_Set exercise_. Output every entry exactly, from the first line to the last.

_Record excerpts_.
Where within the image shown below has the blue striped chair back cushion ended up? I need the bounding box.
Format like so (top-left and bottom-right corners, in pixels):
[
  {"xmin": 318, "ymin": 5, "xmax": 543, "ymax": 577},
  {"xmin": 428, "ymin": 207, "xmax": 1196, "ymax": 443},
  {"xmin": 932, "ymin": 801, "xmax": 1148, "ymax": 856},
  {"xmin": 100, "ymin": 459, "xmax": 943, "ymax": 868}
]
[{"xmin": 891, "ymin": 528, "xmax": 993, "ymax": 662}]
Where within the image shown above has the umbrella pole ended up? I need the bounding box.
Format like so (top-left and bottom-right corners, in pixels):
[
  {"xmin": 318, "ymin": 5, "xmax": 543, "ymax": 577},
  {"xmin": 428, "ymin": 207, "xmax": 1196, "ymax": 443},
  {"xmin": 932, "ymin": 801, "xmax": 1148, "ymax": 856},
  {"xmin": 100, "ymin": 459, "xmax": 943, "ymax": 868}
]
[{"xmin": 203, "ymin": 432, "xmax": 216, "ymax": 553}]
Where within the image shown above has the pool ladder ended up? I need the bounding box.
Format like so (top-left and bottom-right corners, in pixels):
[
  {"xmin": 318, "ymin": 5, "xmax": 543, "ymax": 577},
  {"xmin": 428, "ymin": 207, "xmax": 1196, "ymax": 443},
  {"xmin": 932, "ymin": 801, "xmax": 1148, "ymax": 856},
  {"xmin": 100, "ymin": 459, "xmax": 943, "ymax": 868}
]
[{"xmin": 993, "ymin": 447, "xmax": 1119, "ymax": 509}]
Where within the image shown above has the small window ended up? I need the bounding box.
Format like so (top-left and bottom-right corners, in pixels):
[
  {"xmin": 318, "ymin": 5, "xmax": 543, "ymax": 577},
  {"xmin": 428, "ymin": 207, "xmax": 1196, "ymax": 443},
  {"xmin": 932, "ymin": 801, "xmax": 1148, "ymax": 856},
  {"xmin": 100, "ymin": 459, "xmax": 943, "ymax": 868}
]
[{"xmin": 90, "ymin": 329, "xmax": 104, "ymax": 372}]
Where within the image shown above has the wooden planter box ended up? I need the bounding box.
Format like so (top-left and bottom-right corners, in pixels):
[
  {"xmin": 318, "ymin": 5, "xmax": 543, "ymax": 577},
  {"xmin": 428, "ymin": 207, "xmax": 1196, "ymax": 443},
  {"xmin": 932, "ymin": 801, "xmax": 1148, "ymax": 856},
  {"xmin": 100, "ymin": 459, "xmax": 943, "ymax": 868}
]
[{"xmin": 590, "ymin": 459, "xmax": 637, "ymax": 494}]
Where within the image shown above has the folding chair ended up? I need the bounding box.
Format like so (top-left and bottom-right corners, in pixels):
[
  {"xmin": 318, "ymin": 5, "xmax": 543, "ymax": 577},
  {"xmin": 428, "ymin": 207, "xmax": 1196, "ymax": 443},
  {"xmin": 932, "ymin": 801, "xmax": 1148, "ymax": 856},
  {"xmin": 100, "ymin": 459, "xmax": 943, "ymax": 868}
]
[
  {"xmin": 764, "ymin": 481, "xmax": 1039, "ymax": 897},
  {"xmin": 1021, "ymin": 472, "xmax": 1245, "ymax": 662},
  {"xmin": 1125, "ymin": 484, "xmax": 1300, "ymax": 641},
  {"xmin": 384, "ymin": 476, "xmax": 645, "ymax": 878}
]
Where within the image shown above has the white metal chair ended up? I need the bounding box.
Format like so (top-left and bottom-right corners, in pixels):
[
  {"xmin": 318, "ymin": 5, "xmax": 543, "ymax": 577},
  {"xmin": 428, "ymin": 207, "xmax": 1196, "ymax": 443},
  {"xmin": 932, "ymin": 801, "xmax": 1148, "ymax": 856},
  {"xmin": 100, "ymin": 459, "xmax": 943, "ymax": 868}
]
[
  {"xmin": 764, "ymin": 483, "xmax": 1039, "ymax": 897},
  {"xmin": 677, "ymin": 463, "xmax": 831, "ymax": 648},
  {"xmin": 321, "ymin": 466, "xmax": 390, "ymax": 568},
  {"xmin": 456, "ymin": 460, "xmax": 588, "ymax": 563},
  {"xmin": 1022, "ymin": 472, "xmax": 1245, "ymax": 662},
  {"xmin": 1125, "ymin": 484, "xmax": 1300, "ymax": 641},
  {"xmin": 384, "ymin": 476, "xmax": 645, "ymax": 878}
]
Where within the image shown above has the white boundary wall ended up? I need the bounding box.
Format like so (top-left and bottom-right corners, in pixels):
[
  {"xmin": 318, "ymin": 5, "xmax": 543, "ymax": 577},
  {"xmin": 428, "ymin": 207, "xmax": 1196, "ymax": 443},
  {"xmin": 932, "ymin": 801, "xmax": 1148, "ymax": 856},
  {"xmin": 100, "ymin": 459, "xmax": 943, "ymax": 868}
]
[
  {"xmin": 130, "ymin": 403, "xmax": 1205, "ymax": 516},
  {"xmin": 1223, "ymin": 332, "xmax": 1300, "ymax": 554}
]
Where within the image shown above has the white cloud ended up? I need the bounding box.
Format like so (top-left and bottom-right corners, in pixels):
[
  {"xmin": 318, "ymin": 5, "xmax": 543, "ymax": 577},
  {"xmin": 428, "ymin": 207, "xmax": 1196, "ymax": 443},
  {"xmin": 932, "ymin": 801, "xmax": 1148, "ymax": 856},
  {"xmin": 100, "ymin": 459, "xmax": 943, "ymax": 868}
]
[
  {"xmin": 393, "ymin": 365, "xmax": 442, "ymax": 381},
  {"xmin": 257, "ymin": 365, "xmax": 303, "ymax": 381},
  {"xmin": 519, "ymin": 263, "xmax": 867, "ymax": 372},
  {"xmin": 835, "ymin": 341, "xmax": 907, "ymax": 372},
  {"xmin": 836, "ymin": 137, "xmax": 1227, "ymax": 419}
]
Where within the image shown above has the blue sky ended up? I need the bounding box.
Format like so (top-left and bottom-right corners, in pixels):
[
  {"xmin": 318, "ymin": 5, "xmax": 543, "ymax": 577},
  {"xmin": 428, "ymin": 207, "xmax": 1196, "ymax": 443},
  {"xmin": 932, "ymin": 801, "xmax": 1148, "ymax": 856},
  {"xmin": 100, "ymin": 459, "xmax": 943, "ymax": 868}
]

_Response to this task_.
Where within the image shown below has the blue striped chair back cushion ended up? I need the bounding box.
Format like so (top-left and bottom-right corners, in pixels):
[
  {"xmin": 318, "ymin": 5, "xmax": 543, "ymax": 577},
  {"xmin": 428, "ymin": 207, "xmax": 1196, "ymax": 443},
  {"xmin": 932, "ymin": 801, "xmax": 1148, "ymax": 856},
  {"xmin": 100, "ymin": 459, "xmax": 943, "ymax": 868}
]
[{"xmin": 891, "ymin": 528, "xmax": 993, "ymax": 662}]
Where within the image shown above has the umbrella pole ended up? I need the bounding box.
Format like so (top-left and bottom-right corners, in pixels):
[
  {"xmin": 318, "ymin": 5, "xmax": 543, "ymax": 577},
  {"xmin": 428, "ymin": 207, "xmax": 1196, "ymax": 443},
  {"xmin": 932, "ymin": 801, "xmax": 1148, "ymax": 856},
  {"xmin": 100, "ymin": 459, "xmax": 943, "ymax": 868}
]
[{"xmin": 203, "ymin": 432, "xmax": 216, "ymax": 553}]
Where within the image shown above has the pool ladder ended up? I need the bounding box.
Format like so (top-left and bottom-right corners, in pixels):
[
  {"xmin": 318, "ymin": 5, "xmax": 543, "ymax": 577},
  {"xmin": 428, "ymin": 207, "xmax": 1196, "ymax": 443},
  {"xmin": 932, "ymin": 801, "xmax": 1148, "ymax": 856},
  {"xmin": 100, "ymin": 459, "xmax": 943, "ymax": 868}
]
[{"xmin": 993, "ymin": 447, "xmax": 1119, "ymax": 509}]
Where within the image shown above has the small window ended up? I need the bounding box.
Format like so (top-left and bottom-right corners, in pixels):
[
  {"xmin": 318, "ymin": 5, "xmax": 543, "ymax": 577},
  {"xmin": 428, "ymin": 207, "xmax": 1196, "ymax": 443},
  {"xmin": 932, "ymin": 801, "xmax": 1148, "ymax": 856},
  {"xmin": 100, "ymin": 459, "xmax": 943, "ymax": 868}
]
[{"xmin": 90, "ymin": 329, "xmax": 104, "ymax": 372}]
Where within the image shown above has the wooden planter box ended up? I need the bounding box.
Format like so (top-left and bottom-right corners, in pixels):
[
  {"xmin": 318, "ymin": 5, "xmax": 543, "ymax": 577},
  {"xmin": 428, "ymin": 207, "xmax": 1196, "ymax": 443},
  {"xmin": 932, "ymin": 801, "xmax": 1148, "ymax": 856},
  {"xmin": 100, "ymin": 459, "xmax": 943, "ymax": 868}
]
[{"xmin": 590, "ymin": 459, "xmax": 637, "ymax": 494}]
Where within the image shown above has the folding chair ended up? I need the bounding box.
Format like so (top-left and bottom-right corners, in pixels):
[
  {"xmin": 318, "ymin": 5, "xmax": 543, "ymax": 577},
  {"xmin": 428, "ymin": 207, "xmax": 1196, "ymax": 443},
  {"xmin": 932, "ymin": 801, "xmax": 1148, "ymax": 856},
  {"xmin": 100, "ymin": 459, "xmax": 943, "ymax": 868}
]
[
  {"xmin": 764, "ymin": 481, "xmax": 1039, "ymax": 897},
  {"xmin": 1021, "ymin": 472, "xmax": 1245, "ymax": 662},
  {"xmin": 1125, "ymin": 484, "xmax": 1300, "ymax": 641},
  {"xmin": 384, "ymin": 476, "xmax": 645, "ymax": 878}
]
Where within the image shown above has the white metal chair ended up? I need the bounding box.
Format like so (top-left and bottom-right corners, in pixels):
[
  {"xmin": 318, "ymin": 5, "xmax": 543, "ymax": 577},
  {"xmin": 428, "ymin": 207, "xmax": 1196, "ymax": 443},
  {"xmin": 932, "ymin": 801, "xmax": 1148, "ymax": 856},
  {"xmin": 100, "ymin": 459, "xmax": 943, "ymax": 868}
]
[
  {"xmin": 764, "ymin": 483, "xmax": 1039, "ymax": 897},
  {"xmin": 677, "ymin": 463, "xmax": 831, "ymax": 648},
  {"xmin": 321, "ymin": 466, "xmax": 390, "ymax": 568},
  {"xmin": 456, "ymin": 460, "xmax": 588, "ymax": 563},
  {"xmin": 1022, "ymin": 472, "xmax": 1245, "ymax": 662},
  {"xmin": 1125, "ymin": 484, "xmax": 1300, "ymax": 641},
  {"xmin": 384, "ymin": 476, "xmax": 645, "ymax": 878}
]
Where within the image shown above has the white boundary wall ended up? I need the bounding box.
Format like so (top-left and bottom-right corners, in pixels):
[
  {"xmin": 318, "ymin": 5, "xmax": 543, "ymax": 577},
  {"xmin": 428, "ymin": 207, "xmax": 1196, "ymax": 443},
  {"xmin": 932, "ymin": 801, "xmax": 1148, "ymax": 856},
  {"xmin": 100, "ymin": 459, "xmax": 943, "ymax": 868}
]
[
  {"xmin": 130, "ymin": 403, "xmax": 1205, "ymax": 516},
  {"xmin": 1223, "ymin": 332, "xmax": 1300, "ymax": 554}
]
Where within the image shown above has the white cloud ended up? I need the bounding box.
Format like so (top-left and bottom-right corners, in pixels):
[
  {"xmin": 318, "ymin": 5, "xmax": 543, "ymax": 577},
  {"xmin": 428, "ymin": 207, "xmax": 1196, "ymax": 443},
  {"xmin": 932, "ymin": 801, "xmax": 1148, "ymax": 856},
  {"xmin": 100, "ymin": 459, "xmax": 943, "ymax": 868}
]
[
  {"xmin": 393, "ymin": 365, "xmax": 442, "ymax": 381},
  {"xmin": 257, "ymin": 365, "xmax": 303, "ymax": 381},
  {"xmin": 519, "ymin": 263, "xmax": 867, "ymax": 372},
  {"xmin": 835, "ymin": 341, "xmax": 907, "ymax": 372},
  {"xmin": 836, "ymin": 137, "xmax": 1227, "ymax": 419}
]
Where within the image shown above has the blue sky ended up? I need the bounding box.
Format like so (top-left and bottom-right corners, in pixels):
[
  {"xmin": 318, "ymin": 5, "xmax": 543, "ymax": 577},
  {"xmin": 428, "ymin": 207, "xmax": 1196, "ymax": 443},
  {"xmin": 932, "ymin": 801, "xmax": 1148, "ymax": 856},
  {"xmin": 100, "ymin": 459, "xmax": 943, "ymax": 868}
]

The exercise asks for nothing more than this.